§ **What is expected**
Copy every record word for word.

━━━ Input records ━━━

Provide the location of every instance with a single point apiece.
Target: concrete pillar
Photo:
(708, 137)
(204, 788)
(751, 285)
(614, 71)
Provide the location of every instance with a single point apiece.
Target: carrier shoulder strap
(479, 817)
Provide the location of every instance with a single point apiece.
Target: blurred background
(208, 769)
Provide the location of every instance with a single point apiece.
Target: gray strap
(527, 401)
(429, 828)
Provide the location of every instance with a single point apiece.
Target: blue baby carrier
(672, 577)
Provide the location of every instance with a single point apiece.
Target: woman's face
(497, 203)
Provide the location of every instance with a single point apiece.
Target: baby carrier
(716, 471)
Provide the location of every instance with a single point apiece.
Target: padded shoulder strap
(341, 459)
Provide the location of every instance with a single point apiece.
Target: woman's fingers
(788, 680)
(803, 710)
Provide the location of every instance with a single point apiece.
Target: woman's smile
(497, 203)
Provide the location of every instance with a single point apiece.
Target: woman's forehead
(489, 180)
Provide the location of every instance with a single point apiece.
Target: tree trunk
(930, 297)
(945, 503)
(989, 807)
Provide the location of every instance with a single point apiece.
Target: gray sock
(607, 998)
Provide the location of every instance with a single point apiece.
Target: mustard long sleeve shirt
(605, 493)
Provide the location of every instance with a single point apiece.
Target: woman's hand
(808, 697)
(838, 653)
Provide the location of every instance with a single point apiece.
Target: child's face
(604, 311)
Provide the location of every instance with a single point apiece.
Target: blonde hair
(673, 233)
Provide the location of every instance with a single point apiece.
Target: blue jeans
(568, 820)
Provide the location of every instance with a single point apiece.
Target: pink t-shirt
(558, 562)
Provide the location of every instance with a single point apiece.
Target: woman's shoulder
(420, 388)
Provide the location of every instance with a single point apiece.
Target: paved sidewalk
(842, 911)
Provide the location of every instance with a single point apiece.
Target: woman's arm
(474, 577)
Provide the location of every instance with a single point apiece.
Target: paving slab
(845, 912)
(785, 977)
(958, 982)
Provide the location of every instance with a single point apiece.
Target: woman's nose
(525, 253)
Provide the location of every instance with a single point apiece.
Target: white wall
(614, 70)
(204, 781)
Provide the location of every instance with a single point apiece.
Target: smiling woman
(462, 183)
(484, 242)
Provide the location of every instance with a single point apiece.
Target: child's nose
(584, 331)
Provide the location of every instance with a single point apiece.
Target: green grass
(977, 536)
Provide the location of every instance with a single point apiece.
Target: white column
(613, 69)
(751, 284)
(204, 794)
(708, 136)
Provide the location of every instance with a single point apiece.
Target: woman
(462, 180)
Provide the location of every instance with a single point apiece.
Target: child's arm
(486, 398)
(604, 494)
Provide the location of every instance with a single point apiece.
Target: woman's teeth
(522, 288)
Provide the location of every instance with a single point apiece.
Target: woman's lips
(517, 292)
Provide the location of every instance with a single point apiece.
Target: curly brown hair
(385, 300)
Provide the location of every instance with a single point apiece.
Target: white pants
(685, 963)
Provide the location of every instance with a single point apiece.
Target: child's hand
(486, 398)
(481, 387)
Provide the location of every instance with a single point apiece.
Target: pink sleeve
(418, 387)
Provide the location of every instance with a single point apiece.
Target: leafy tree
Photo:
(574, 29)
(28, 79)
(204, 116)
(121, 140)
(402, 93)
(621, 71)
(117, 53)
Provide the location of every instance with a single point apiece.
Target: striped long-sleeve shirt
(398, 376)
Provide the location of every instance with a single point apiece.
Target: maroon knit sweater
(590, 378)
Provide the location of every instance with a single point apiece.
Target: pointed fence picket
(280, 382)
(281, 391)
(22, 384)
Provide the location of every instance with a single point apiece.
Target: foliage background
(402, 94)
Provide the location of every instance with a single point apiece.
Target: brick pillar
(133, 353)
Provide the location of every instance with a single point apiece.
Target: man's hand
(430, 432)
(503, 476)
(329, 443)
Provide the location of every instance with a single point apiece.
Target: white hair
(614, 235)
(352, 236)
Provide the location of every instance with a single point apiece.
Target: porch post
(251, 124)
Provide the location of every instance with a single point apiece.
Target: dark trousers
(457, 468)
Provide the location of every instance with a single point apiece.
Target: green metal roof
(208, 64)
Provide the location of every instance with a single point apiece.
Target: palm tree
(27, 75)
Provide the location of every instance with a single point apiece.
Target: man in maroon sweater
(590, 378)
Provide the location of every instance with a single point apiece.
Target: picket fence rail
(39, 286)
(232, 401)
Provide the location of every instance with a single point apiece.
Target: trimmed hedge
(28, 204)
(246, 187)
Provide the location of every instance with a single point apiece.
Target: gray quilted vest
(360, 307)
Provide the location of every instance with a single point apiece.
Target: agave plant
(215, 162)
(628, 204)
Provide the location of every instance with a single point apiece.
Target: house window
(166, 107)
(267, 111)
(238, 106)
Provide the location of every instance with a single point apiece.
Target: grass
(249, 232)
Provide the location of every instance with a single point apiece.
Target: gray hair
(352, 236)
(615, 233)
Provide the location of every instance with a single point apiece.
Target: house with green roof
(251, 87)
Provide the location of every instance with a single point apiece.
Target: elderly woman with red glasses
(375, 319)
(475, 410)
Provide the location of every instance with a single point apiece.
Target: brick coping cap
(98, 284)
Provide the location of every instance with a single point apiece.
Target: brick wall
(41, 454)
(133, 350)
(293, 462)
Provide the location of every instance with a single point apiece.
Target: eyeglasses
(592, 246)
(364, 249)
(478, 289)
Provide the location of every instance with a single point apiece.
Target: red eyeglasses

━━━

§ **Correct output**
Provide the location of every instance with a single point apiece.
Target: concrete pillar
Photo:
(708, 137)
(204, 788)
(751, 285)
(614, 71)
Provide the location of every instance with a single point apiece.
Target: carrier shoulder strap
(479, 817)
Provide the location of every instance with a single point apiece.
Target: blurred background
(208, 769)
Provide the location of every instance with a single point apiece.
Target: gray strap
(527, 401)
(429, 828)
Provide the location of every instance with a single point apiece.
Target: blue baby carrier
(672, 577)
Provide the location of every instance with a single point apiece.
Target: woman's face
(497, 203)
Provide the location of every instance with a single point apiece.
Target: baby carrier
(716, 471)
Provide the location of every instance with a single point apiece.
Target: padded shoulder strap
(341, 459)
Provide the location of every instance with a single point apiece.
Target: woman's fingers
(788, 680)
(803, 710)
Provide the location of every instance with a single point apiece.
Target: woman's smile
(497, 203)
Provide the location of every instance with a single point apiece.
Target: woman's forehead
(489, 180)
Provide the location of every instance with a single point apiece.
Target: tree trunk
(930, 297)
(945, 503)
(989, 807)
Provide the location of every instance with a single point apiece.
Target: gray sock
(607, 998)
Provide the location of every instance with a single point apiece.
Target: mustard long sleeve shirt
(605, 493)
Provide the location of every instance with a single point apiece.
Target: woman's hand
(808, 697)
(838, 653)
Provide the location of every instance with a single point apiece.
Target: child's face
(604, 311)
Provide the location of every instance with a single point apiece.
Target: blonde hair
(673, 233)
Provide the location of every instance with a single point apiece.
Target: blue jeans
(568, 820)
Provide the location of every instance with a single point apiece.
Target: pink t-shirt
(558, 562)
Provide the location of every instance with a single point apiece.
Target: woman's shoulder
(420, 388)
Provide the location of every instance with a single point apiece.
Target: paved sidewalk
(842, 911)
Provide the location of every instance with a single point apiece.
Target: woman's arm
(474, 577)
Provide the location of every instance with a single point apiece.
Target: paving slab
(845, 912)
(785, 977)
(958, 982)
Provide the location of every instance with a single point apiece.
Target: woman's nose
(525, 253)
Provide the location of every instance with a single point apiece.
Target: white wall
(614, 70)
(204, 781)
Provide the location of every instance with a single point apiece.
Target: smiling woman
(462, 183)
(484, 242)
Provide the location of every instance with a single point apiece.
Target: child's nose
(584, 331)
Provide the location of every instance with a single point apiece.
Target: green grass
(977, 536)
Provide the location of every instance with a single point apiece.
Target: white column
(613, 69)
(751, 284)
(204, 794)
(708, 136)
Provide the location of every instance with a single point apiece.
Target: woman
(462, 180)
Provide the location of every instance with a single point apiece.
Target: child's arm
(486, 398)
(604, 494)
Provide the location of every instance with a single point apiece.
Target: woman's teeth
(522, 288)
Provide the location of every instance with a single point apiece.
Target: woman's lips
(517, 292)
Provide the location of every instance with a single point apiece.
Target: curly brown hair
(385, 300)
Provide the location of every instance with a single point apiece.
Target: white pants
(685, 963)
Provide the location of every instance with a single point apiece.
Target: child's hand
(486, 398)
(481, 387)
Provide the location of every instance with a single point apiece.
Target: pink sleeve
(418, 387)
Provide the location of every instance with a single point apiece.
Target: leafy tree
Photo:
(574, 29)
(28, 79)
(204, 116)
(121, 140)
(402, 93)
(621, 71)
(117, 53)
Provide the location of every instance with a single point apiece.
Target: striped long-sleeve shirt
(398, 376)
Provide the location of every instance with a single point apiece.
Target: maroon knit sweater
(590, 378)
Provide the location of every instance with a single point apiece.
Target: pointed fence picket
(280, 382)
(281, 391)
(22, 384)
Provide the location of every instance with a single point apiece.
Target: foliage background
(402, 94)
Provide the location of every instance with a single point apiece.
Target: brick pillar
(133, 353)
Provide the location of every instance with a single point apiece.
Target: man's hand
(430, 432)
(503, 476)
(329, 443)
Provide the location of every instance with a single point apiece.
Target: white hair
(614, 235)
(352, 236)
Provide the location of every instance with a single point apiece.
Target: porch post
(251, 124)
Provide the location of every instance with a single point apiece.
Target: dark trousers
(457, 468)
Provide the location of every instance with a single point apiece.
Target: green metal roof
(208, 64)
Provide the location of every instance with a single point apiece.
Target: palm tree
(27, 75)
Provide the location of every instance with a single point apiece.
Target: man in maroon sweater
(590, 378)
Provide the location of every instance with a single point apiece.
Target: picket fence rail
(39, 286)
(232, 401)
Provide the location of every instance with a single point apiece.
Target: trimmed hedge
(28, 204)
(246, 187)
Provide the location of every instance with a single point apiece.
Target: gray quilted vest
(360, 307)
Provide the location of every instance with a single point apiece.
Target: agave plant
(215, 162)
(628, 204)
Provide the location of every instance with a single point apiece.
Target: house window
(166, 107)
(267, 111)
(238, 106)
Provide the location of every instance with a single point apiece.
Target: grass
(249, 232)
Provide the location of every instance with a single point apiece.
Target: gray hair
(352, 236)
(615, 233)
Provide the location of every instance with a single point apiece.
Target: house with green roof
(251, 87)
Provide the location of every instance with a single point apiece.
Target: elderly woman with red glasses
(375, 319)
(475, 410)
Provide the location of every instance with a single point apiece.
Target: brick coping cap
(98, 284)
Provide the location of every instance with a single point apiece.
Target: brick wall
(41, 454)
(133, 350)
(293, 462)
Provide the location of every instance with a single point apiece.
Target: eyeglasses
(592, 246)
(364, 249)
(478, 289)
Provide the location of every instance with a single point apiece.
Target: red eyeglasses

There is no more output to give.